(本文):
※

仮に人口が少なくても、その地域の「経済」が
活性化し、そこに住む人が
より豊かに幸せに暮らせるのであれば、
それは地域活性化と言えるのではないか?
仮に見かけの人口が増えたとしても、
内実が貧しく、都市部に収奪されるような
展望の見えない暮らしであれば、
それは地域活性化とは言えないのではないか?
人口増加とは、あくまで結果であって、
目的ではないのではないか?


そう考えていくと、

いかに「高付加価値の産業」を生み出し、
経済的に「他の地域はないもの」を
生み出せるかどうか?

そここそが、大事ではないでしょうか。
「稼げる地域」は、活性化していき、
「稼げない地域」は、衰退していく。

順番が違っては、いけない。

稼げるからこそ、
人口が増え得る、豊かになり得るんです。
人口をいくら増やそうとも、
稼げたり豊かになったりするわけでは、ない。

「そういう理想論を言われましても、
うちの地域には、何もない…」
「山や田んぼ、大自然だけしかない…」
「高付加価値の産業、作れない、売れない…」

そんな絶望しかかっている地域のために、
本記事では、二つの事例をご紹介します。
元々の人口や施設の有無が左右する
「工業」「商業」「サービス業」ではなく、
「畜産業」「農業」にかかわる事例です。

①江丹別の青いチーズ

北海道の江丹別(えたんべつ)。
旭川市の郊外にある地域です。
80名程度の、小さな集落。

この地域に、
「江丹別をチーズ界のロマネコンティにすること」
を目標に「ブルーチーズドリーマー」を名乗り、
頑張っている方がいます。
伊勢昇平さんです。1986年生まれ。

この方、学生の頃は、江丹別=田舎過ぎると
地元を馬鹿にされて、すごく怒っていたそうです。
「電気が通ってない」「水洗じゃない」…。
伊勢さんは、ふるさとを罵倒される
怒りのエネルギーを、学びに向けました。

「田舎は嫌だ! 世界で、でかい仕事をしたい!」
そう考える高校生の伊勢さんに、
英語の先生は、こう言ったそうです。
「世界標準で生きろ」
「お前の家は、牧場なんだ。
その牛乳で世界一のチーズを作るのも、
立派な世界基準ではないか?」

※

(提供データ):

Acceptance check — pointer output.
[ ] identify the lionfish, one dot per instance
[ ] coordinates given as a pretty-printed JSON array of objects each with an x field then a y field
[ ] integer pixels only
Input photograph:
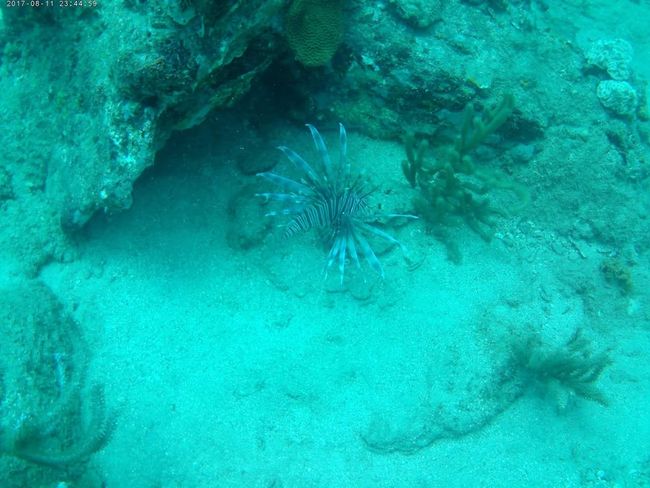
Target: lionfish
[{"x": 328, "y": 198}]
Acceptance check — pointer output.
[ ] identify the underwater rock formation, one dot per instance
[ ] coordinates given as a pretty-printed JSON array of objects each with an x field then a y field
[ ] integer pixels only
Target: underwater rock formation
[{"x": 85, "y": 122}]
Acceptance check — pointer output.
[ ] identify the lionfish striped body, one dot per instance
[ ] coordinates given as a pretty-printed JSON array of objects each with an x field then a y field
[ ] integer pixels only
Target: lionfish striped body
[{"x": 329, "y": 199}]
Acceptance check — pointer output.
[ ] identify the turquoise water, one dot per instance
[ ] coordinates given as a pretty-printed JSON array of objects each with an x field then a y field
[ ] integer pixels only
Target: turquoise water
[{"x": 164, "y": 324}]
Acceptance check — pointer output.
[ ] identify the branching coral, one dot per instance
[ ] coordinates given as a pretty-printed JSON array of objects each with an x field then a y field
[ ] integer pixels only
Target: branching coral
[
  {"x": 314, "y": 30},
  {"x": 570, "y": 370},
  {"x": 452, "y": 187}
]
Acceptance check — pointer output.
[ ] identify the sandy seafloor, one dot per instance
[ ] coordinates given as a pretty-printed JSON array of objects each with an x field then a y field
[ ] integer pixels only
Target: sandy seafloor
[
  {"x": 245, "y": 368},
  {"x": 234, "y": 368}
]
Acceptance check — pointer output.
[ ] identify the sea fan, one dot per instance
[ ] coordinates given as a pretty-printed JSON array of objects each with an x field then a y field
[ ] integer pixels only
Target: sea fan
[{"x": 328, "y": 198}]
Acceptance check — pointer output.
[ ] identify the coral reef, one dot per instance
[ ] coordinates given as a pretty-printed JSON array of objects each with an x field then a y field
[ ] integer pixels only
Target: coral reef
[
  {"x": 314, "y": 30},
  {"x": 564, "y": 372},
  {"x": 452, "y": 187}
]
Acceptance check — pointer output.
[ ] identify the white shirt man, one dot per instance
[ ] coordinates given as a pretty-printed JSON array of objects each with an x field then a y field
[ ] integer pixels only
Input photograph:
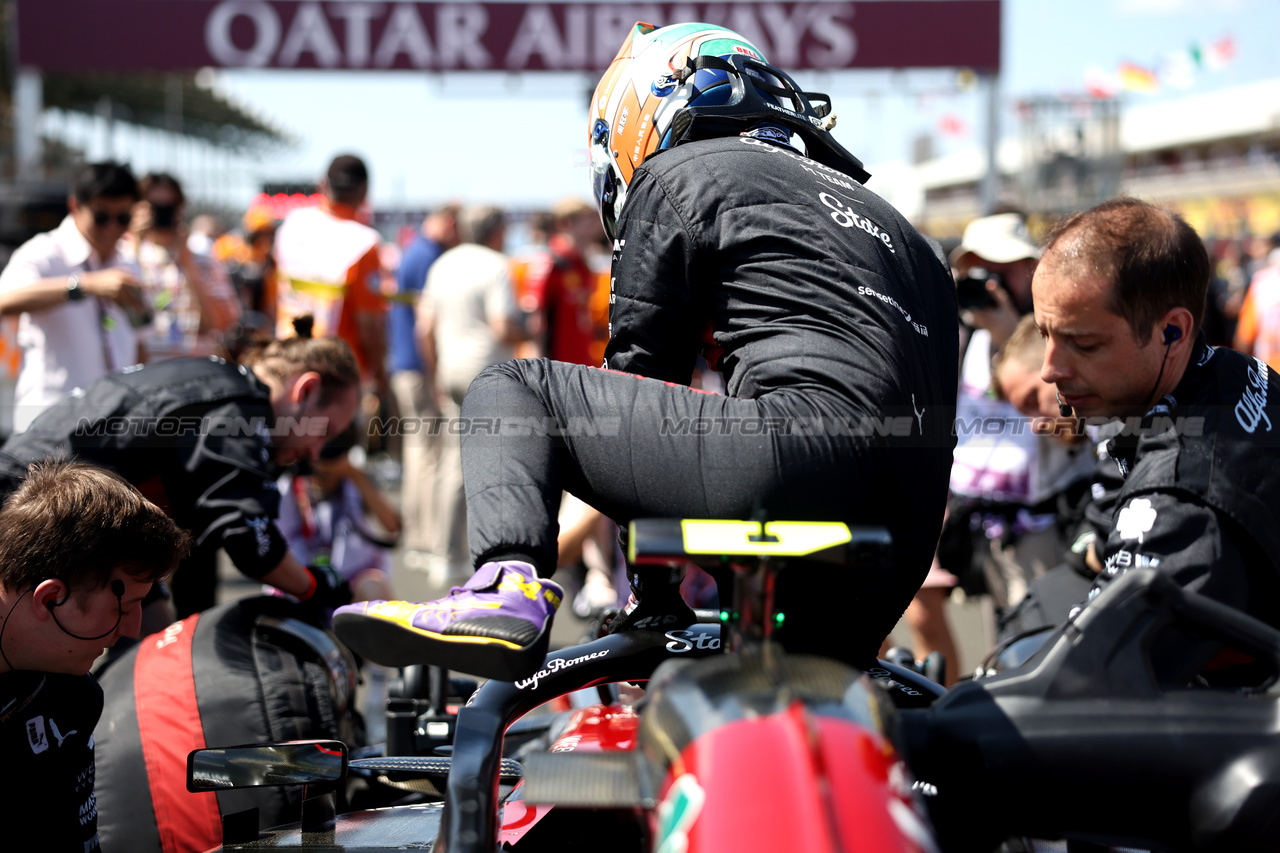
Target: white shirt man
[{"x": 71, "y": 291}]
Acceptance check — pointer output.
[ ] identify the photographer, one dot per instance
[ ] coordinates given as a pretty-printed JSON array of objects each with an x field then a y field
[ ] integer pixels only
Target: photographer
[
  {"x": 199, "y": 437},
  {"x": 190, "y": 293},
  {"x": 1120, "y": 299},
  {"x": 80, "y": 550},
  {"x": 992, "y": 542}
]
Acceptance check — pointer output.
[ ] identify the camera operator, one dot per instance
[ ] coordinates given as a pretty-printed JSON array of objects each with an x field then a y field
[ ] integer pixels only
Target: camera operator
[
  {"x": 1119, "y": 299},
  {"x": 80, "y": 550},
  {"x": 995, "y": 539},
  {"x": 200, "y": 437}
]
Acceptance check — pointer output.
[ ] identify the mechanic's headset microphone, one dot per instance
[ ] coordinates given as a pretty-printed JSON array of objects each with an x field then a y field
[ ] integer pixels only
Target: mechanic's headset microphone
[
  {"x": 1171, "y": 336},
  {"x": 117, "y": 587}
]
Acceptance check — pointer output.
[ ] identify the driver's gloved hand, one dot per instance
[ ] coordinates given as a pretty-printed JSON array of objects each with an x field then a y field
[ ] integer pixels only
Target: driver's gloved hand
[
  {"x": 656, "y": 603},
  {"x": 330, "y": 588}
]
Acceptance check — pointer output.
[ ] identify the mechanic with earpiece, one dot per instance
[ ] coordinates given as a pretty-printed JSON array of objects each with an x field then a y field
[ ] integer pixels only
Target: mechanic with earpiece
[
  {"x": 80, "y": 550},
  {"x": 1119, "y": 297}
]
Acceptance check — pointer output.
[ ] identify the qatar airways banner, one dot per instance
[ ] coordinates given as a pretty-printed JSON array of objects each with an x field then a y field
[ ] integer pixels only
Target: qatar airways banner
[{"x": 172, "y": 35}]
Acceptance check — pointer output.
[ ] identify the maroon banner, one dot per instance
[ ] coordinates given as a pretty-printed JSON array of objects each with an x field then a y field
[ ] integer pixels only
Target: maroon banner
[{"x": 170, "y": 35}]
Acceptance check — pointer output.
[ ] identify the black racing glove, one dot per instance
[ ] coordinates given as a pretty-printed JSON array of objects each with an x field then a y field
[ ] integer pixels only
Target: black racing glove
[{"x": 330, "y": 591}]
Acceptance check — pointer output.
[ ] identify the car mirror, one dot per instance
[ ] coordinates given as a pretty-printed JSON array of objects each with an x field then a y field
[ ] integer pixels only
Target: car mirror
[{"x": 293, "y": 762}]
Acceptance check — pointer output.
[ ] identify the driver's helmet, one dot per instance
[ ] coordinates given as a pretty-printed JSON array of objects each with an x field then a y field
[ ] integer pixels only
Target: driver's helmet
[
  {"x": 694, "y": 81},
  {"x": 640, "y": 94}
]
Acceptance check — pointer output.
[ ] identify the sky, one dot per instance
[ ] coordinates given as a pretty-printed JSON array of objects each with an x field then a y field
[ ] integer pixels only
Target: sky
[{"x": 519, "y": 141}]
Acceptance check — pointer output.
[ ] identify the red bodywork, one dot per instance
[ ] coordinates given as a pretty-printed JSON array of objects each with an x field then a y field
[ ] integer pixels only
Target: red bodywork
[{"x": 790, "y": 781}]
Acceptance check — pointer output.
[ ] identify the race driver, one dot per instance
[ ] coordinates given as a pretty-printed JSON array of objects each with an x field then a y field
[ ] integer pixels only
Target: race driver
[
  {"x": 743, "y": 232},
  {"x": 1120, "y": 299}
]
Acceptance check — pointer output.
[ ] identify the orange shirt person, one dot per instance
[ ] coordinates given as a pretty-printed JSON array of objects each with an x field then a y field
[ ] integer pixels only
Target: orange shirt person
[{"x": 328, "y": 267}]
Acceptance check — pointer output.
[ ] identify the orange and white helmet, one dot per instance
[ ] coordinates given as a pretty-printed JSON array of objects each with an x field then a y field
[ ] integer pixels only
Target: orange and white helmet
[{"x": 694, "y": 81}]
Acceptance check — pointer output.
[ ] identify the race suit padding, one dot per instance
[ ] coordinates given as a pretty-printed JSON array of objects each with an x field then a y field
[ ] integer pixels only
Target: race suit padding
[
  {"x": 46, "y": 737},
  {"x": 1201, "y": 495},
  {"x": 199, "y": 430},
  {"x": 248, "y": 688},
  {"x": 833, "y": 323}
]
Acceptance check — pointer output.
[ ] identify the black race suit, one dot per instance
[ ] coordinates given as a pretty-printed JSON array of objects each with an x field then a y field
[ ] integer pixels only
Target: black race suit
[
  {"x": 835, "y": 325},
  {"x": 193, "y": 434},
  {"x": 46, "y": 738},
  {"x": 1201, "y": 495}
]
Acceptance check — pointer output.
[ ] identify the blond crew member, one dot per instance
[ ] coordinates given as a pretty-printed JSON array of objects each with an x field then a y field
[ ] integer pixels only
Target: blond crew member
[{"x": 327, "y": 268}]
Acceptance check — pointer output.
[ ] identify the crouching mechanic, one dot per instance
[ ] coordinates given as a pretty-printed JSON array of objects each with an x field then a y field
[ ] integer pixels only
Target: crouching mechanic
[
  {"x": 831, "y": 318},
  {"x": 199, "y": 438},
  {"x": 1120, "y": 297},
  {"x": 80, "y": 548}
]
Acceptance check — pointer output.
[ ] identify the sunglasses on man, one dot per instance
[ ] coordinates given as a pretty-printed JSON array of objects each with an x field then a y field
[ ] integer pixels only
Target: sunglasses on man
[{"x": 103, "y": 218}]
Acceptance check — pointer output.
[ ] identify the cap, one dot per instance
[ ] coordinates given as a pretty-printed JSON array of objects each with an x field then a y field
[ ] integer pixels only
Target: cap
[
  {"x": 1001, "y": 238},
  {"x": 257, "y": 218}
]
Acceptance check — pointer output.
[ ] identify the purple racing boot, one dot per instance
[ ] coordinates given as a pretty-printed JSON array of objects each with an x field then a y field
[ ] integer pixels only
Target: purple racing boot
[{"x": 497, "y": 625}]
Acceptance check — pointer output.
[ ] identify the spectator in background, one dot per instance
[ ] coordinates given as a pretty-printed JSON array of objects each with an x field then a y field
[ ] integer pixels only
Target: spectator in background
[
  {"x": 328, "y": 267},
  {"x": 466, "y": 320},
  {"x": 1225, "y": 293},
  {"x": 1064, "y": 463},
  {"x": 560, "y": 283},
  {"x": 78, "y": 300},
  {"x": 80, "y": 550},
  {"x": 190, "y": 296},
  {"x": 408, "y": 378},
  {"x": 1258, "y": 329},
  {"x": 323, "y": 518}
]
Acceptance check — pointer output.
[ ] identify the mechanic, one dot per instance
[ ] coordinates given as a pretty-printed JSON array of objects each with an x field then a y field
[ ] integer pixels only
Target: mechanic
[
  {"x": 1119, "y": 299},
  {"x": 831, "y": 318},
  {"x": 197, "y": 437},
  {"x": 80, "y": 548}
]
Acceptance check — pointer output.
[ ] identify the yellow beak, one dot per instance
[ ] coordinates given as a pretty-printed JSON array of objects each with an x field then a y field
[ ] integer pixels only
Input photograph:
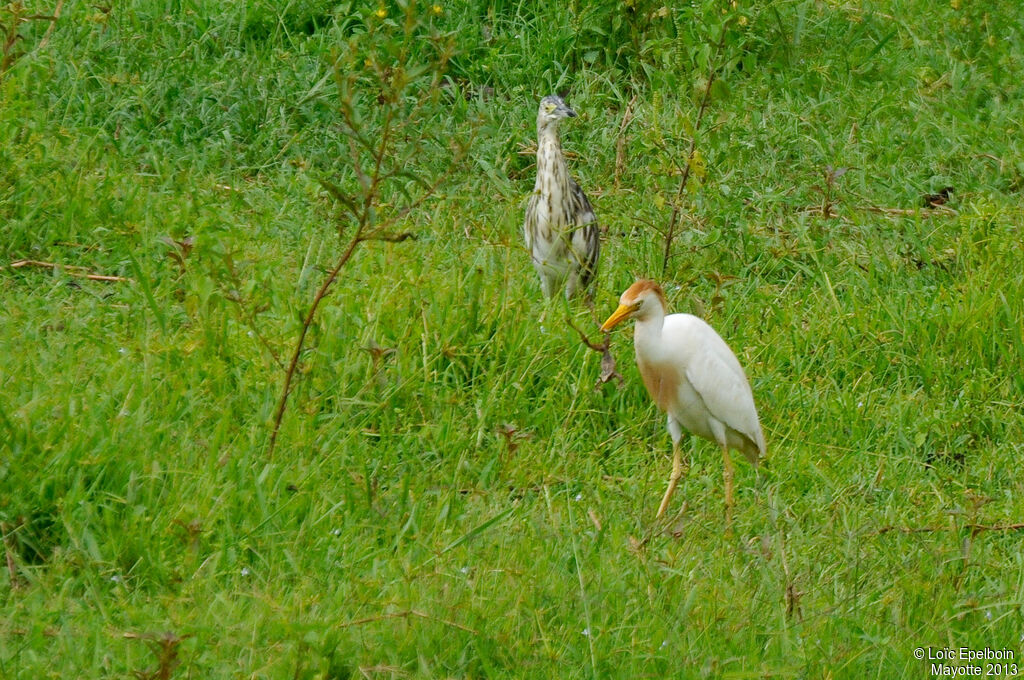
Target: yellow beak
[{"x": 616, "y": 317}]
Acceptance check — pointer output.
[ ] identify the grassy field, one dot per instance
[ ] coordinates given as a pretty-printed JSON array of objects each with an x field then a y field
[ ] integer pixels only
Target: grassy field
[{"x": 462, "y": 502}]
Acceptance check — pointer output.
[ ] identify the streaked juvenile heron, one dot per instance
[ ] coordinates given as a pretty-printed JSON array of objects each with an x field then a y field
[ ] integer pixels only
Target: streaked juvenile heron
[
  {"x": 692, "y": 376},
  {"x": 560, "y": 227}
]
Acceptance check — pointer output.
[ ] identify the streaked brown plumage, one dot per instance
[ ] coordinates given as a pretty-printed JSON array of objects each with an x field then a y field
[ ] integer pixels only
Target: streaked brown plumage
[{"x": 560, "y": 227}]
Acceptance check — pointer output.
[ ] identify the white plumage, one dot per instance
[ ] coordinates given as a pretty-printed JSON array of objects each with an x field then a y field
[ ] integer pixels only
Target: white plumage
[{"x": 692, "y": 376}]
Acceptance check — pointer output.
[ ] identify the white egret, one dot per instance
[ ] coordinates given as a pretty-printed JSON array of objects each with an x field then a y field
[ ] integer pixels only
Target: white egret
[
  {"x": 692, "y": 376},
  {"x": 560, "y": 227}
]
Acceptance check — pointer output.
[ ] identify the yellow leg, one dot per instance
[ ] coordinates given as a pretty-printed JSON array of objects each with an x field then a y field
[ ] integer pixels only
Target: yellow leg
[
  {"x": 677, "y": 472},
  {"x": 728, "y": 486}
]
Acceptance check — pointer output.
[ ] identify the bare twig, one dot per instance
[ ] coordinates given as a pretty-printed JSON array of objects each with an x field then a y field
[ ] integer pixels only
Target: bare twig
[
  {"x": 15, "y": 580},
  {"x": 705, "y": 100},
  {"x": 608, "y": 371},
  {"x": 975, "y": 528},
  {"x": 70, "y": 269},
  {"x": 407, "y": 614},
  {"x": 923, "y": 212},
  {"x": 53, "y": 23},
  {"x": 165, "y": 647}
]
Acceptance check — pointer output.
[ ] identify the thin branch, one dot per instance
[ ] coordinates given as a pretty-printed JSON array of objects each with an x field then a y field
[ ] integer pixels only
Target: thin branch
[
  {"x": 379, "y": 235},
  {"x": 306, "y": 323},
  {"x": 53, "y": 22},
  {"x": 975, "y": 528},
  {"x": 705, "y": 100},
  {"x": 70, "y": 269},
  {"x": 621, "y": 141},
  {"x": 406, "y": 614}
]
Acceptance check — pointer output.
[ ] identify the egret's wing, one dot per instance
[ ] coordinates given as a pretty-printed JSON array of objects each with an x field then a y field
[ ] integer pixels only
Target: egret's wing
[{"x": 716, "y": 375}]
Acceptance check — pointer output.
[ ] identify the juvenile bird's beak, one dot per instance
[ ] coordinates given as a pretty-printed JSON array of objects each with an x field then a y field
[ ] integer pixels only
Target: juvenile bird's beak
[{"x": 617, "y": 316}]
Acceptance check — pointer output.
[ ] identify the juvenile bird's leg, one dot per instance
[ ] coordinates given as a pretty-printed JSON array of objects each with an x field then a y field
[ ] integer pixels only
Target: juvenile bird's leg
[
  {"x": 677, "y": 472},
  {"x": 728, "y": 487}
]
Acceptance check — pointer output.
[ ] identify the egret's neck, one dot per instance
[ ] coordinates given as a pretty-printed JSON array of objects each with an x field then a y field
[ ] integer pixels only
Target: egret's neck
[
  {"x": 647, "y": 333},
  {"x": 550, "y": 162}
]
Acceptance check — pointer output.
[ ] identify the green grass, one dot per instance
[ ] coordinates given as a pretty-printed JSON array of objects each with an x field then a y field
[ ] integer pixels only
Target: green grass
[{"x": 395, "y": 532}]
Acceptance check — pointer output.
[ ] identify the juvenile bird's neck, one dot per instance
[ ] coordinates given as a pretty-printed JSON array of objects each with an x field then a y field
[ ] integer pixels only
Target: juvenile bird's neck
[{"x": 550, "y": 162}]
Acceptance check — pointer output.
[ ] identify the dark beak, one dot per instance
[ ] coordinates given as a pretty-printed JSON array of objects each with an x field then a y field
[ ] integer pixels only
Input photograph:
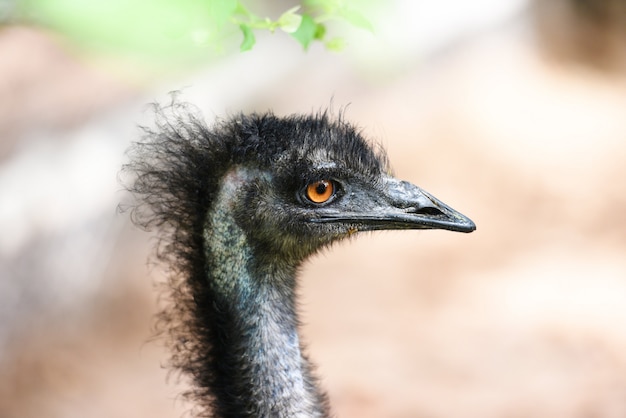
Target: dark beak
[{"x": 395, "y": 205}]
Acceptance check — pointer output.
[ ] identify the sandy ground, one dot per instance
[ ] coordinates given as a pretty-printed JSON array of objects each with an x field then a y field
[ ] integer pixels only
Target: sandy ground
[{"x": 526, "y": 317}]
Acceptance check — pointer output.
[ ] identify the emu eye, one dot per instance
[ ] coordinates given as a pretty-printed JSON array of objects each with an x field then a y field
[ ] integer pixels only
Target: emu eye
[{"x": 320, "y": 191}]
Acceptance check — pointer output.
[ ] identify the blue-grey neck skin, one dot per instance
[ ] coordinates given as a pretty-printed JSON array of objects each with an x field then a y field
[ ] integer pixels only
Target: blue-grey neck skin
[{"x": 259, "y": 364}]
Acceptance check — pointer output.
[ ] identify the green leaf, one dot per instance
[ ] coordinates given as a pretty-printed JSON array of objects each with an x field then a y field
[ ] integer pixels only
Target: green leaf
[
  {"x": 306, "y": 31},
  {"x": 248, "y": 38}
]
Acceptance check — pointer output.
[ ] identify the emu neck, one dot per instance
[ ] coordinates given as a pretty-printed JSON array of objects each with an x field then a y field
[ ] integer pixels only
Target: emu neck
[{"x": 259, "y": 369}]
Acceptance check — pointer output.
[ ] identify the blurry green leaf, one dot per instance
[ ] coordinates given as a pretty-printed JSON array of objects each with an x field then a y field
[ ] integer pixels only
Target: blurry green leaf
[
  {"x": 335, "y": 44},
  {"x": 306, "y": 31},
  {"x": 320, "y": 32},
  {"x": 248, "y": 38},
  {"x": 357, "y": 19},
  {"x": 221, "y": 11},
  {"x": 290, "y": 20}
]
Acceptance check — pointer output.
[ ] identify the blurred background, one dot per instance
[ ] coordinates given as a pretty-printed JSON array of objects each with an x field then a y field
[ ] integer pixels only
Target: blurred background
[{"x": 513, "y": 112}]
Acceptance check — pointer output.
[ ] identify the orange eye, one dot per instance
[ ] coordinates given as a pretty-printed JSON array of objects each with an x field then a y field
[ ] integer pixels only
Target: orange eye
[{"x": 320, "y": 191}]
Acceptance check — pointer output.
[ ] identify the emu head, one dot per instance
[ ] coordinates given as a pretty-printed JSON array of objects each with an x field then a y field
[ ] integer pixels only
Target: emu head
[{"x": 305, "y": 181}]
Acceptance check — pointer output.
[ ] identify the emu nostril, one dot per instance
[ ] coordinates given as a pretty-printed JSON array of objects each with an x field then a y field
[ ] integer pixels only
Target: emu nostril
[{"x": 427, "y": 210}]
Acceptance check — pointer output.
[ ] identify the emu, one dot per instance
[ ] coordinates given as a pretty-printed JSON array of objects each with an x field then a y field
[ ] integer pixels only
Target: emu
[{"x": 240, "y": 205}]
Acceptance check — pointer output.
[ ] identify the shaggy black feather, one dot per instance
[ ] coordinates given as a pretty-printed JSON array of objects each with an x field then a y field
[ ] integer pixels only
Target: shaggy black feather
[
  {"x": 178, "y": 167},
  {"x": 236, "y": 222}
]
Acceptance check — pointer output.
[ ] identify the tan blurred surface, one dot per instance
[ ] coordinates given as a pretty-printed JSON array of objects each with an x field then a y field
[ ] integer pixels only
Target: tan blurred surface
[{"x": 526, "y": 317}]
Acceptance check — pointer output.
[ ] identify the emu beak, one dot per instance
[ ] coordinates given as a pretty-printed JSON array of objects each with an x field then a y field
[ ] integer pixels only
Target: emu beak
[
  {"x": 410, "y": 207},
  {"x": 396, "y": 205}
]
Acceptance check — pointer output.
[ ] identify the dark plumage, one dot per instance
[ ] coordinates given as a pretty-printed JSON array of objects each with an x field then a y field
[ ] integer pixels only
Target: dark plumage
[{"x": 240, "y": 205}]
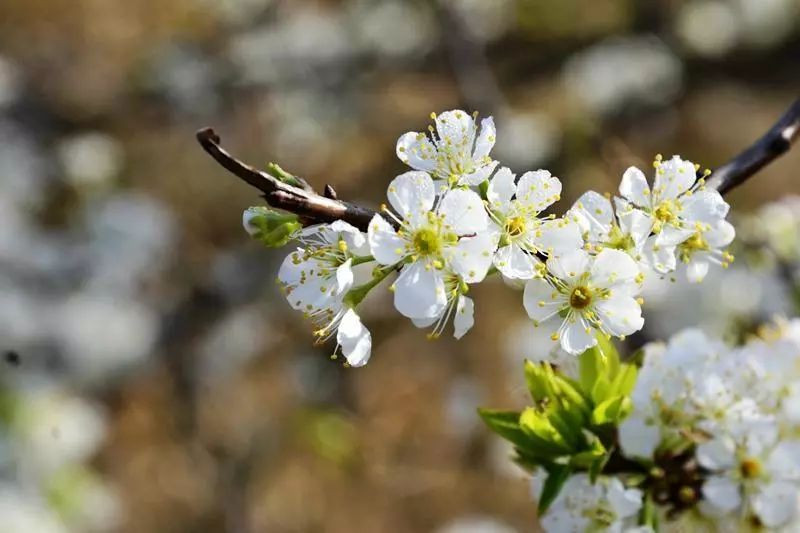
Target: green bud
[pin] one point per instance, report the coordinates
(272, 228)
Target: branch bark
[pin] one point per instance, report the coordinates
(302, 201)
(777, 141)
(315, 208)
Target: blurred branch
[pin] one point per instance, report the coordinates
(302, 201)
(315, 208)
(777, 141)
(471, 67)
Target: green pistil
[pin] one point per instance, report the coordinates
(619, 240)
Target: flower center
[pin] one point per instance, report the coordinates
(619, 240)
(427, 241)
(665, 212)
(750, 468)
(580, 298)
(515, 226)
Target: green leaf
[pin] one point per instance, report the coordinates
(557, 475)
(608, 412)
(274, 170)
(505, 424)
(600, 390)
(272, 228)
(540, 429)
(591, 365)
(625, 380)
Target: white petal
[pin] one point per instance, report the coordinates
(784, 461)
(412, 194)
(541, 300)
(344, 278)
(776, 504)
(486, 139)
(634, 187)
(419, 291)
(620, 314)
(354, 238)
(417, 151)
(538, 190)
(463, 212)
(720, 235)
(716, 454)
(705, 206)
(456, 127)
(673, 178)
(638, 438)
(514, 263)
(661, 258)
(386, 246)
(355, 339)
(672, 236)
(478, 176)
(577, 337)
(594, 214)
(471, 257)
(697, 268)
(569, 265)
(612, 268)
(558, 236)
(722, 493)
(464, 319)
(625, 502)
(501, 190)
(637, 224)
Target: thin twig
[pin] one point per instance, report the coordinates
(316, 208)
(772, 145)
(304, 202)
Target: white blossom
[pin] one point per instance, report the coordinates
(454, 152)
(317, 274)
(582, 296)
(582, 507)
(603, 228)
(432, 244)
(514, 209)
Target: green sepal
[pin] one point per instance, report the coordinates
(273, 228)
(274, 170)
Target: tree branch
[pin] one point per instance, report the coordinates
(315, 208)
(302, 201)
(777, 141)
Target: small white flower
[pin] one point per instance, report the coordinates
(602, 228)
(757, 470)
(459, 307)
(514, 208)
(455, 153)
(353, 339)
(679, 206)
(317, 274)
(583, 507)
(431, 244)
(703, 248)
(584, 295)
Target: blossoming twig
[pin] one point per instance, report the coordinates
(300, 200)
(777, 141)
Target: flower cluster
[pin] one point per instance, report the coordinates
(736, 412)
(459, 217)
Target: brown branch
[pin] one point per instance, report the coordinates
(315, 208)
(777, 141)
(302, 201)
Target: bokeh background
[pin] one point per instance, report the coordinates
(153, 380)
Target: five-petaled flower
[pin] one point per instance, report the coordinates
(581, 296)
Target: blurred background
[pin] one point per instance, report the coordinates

※

(問題):
1. 本文のうち、「伊勢昇平さんです。1986年生まれ。」で始まり「英語の先生は、こう言ったそうです。」まで続く部分を、一字一句違えずに書き写してください。
2. 本文で二つの事例を紹介する箇所では、かぎかっこ付きで業種名が挙げられています。その業種名をすべて書き出してください。

(解答):
1.
伊勢昇平さんです。1986年生まれ。

この方、学生の頃は、江丹別=田舎過ぎると
地元を馬鹿にされて、すごく怒っていたそうです。
「電気が通ってない」「水洗じゃない」…。
伊勢さんは、ふるさとを罵倒される
怒りのエネルギーを、学びに向けました。

「田舎は嫌だ! 世界で、でかい仕事をしたい!」
そう考える高校生の伊勢さんに、
英語の先生は、こう言ったそうです。

2. 工業、商業、サービス業、畜産業、農業